Task requirements:
Pull out each line below that contains the word "taxi". Uppercase and lowercase count as different.

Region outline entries
[Start]
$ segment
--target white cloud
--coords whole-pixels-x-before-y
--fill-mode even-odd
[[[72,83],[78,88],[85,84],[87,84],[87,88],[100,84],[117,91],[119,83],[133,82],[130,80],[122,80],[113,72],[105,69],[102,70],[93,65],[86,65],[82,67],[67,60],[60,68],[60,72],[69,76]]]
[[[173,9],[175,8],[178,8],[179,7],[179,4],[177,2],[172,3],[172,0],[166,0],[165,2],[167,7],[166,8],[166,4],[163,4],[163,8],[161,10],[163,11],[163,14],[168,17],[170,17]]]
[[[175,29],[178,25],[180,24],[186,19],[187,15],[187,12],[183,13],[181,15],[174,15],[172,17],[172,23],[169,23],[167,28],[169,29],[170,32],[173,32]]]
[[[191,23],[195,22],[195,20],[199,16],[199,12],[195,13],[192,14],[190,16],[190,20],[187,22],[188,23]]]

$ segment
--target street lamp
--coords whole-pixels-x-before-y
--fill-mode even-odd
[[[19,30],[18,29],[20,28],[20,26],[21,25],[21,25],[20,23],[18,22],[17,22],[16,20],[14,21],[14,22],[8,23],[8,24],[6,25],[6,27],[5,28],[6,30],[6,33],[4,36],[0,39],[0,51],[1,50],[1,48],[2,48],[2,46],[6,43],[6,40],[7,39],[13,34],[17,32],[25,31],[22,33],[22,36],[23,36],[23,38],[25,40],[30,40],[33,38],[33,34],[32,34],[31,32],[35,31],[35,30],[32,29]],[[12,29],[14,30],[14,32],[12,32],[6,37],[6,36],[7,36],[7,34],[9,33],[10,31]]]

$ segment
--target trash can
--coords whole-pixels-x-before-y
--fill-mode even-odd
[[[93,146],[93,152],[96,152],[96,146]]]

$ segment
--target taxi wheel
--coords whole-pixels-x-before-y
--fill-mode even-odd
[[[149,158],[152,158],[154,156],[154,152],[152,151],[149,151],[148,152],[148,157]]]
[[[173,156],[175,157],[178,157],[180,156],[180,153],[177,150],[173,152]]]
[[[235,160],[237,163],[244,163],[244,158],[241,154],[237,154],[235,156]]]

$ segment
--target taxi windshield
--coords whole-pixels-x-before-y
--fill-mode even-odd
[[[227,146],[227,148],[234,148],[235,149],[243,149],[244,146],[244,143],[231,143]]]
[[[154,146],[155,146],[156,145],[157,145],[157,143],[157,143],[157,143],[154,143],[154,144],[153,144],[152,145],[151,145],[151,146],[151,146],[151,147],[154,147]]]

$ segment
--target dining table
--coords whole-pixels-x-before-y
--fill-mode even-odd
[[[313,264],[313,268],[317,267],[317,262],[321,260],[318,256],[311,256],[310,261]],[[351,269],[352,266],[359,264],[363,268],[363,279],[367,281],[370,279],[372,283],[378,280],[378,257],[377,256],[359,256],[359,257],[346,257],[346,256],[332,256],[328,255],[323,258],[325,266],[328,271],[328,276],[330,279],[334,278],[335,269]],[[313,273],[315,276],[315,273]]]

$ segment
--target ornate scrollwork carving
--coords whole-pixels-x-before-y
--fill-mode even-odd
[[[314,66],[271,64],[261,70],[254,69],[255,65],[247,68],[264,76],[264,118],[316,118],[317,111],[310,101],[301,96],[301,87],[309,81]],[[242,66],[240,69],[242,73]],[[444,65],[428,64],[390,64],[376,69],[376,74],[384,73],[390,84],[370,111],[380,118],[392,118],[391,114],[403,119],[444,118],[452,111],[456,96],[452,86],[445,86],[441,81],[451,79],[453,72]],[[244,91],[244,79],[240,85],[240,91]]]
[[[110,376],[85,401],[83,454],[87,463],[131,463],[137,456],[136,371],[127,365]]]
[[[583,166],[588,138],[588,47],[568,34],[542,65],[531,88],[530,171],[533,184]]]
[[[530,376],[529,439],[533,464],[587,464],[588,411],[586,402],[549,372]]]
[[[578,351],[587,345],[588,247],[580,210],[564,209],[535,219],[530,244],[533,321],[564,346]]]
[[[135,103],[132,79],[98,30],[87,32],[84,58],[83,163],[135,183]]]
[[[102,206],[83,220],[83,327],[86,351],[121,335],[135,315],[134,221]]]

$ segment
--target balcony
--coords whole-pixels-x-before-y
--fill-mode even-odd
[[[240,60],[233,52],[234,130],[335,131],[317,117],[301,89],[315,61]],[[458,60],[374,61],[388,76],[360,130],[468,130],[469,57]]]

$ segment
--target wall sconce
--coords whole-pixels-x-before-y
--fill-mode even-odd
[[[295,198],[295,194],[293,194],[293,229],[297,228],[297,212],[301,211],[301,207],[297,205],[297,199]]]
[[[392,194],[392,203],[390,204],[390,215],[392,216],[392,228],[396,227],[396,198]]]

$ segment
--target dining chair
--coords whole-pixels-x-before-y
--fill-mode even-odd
[End]
Answer in full:
--target taxi wheel
--target taxi windshield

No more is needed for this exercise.